Requirement: The entries are to be returned exactly as written.

Extracted records

# # # #

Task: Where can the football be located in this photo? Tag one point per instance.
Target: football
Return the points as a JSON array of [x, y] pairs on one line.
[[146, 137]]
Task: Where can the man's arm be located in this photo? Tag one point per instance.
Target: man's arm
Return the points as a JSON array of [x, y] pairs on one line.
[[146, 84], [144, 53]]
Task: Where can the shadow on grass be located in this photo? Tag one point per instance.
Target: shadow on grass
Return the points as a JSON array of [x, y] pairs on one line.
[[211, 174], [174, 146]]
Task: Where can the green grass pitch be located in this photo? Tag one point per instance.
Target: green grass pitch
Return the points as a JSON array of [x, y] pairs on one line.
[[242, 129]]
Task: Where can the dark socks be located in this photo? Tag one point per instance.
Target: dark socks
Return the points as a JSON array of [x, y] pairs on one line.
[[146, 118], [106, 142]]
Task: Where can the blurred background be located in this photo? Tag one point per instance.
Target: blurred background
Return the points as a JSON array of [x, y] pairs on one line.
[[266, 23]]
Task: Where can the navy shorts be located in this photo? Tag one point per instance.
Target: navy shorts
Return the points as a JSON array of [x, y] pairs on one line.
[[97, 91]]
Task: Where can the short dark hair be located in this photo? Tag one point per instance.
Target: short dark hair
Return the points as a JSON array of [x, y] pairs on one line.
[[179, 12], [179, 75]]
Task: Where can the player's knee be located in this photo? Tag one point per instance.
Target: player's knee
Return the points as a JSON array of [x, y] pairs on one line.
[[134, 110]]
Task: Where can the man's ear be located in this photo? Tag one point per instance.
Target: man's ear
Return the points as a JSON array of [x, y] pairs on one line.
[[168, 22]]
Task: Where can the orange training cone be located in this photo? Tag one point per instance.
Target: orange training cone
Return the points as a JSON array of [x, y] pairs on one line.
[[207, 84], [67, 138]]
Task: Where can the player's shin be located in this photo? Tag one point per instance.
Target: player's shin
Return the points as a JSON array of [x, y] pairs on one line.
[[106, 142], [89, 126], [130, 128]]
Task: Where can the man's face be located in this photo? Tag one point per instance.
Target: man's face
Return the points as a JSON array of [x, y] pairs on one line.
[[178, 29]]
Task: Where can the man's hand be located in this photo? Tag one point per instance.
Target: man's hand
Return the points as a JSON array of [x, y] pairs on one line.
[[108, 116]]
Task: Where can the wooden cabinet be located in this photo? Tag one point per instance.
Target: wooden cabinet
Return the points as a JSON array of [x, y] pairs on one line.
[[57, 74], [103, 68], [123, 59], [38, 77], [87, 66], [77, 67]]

# # # #

Result below:
Task: Where can the football be located in this photo? Tag one point per instance.
Target: football
Return the points as a JSON array of [x, y] pairs on one line.
[[146, 137]]
Task: Where can the man's arm be located in this photo? Tag one point per instance.
Target: man's arm
Return the points as a JSON array of [x, y] pairs on one line.
[[146, 84], [144, 53]]
Task: Where can the shadow on grass be located in this photo? Tag one point per instance.
Target: shadow on grass
Return the points as a JSON array of [x, y] pairs on one line.
[[211, 174], [174, 146]]
Task: Where can the green grass pitch be located in this photo? Tag one point per instance.
Target: green grass pitch
Return the points as a JSON array of [x, y] pairs on one line.
[[242, 129]]
Task: Where can the dark socks be located in this photo? Tag one point per instance.
Target: dark socks
Return the points as a JSON array of [x, y] pairs on one line.
[[146, 118], [106, 142]]
Task: Where can the blurred background be located in this photo? Tag one point per instance.
Target: blurred background
Return the points as a JSON array of [x, y] pairs on one line.
[[266, 23]]
Task: Where can the navy shorts be located in this photo? Tag one point per instance.
Target: navy shorts
Return the points as a JSON array of [x, y] pairs on one line.
[[97, 91]]
Task: Where can the short dark hair be located in this photo? Tag one point per instance.
Target: short dark hair
Return the points as a JSON array of [x, y] pairs on one line.
[[179, 12], [179, 75]]
Task: Where can the player's knee be located in this photo? Tag one point per instance.
Target: player's knee
Return the points as a JSON array of [x, y] pairs on one line.
[[134, 110]]
Task: Where can the man's ear be located in this photo? Tag one point per instance.
Target: man's ear
Return the points as a JSON array of [x, y] pairs on one line.
[[168, 22]]
Task: Where can the orange training cone be located in this photo? Tag one point per instance.
Target: orange training cone
Return the points as a JSON array of [x, y] pairs on one line.
[[207, 84], [67, 138]]
Task: Where can the player's shin be located in this photo? Tag one point per instance.
Target: player's shin
Return the points as a JSON array of [x, y] pairs on one line.
[[106, 142], [89, 126], [130, 128]]
Task: Where can the man's face be located in this photo? Tag one point per instance.
Target: man's face
Return the points as a JSON array of [x, y] pairs on one line.
[[178, 29]]
Task: Where can the man's hand be located in this photo? Tag one point per instance.
Target: man's hand
Return the points as a JSON array of [x, y] pairs on one line.
[[108, 116]]
Task: Where can the wooden cabinet be located in this photo? Tag one point per instance.
Target: wooden cabinet
Return the points as a JSON array of [x, y] pairs on one line.
[[57, 74], [103, 68], [123, 59], [38, 77], [87, 66], [77, 67]]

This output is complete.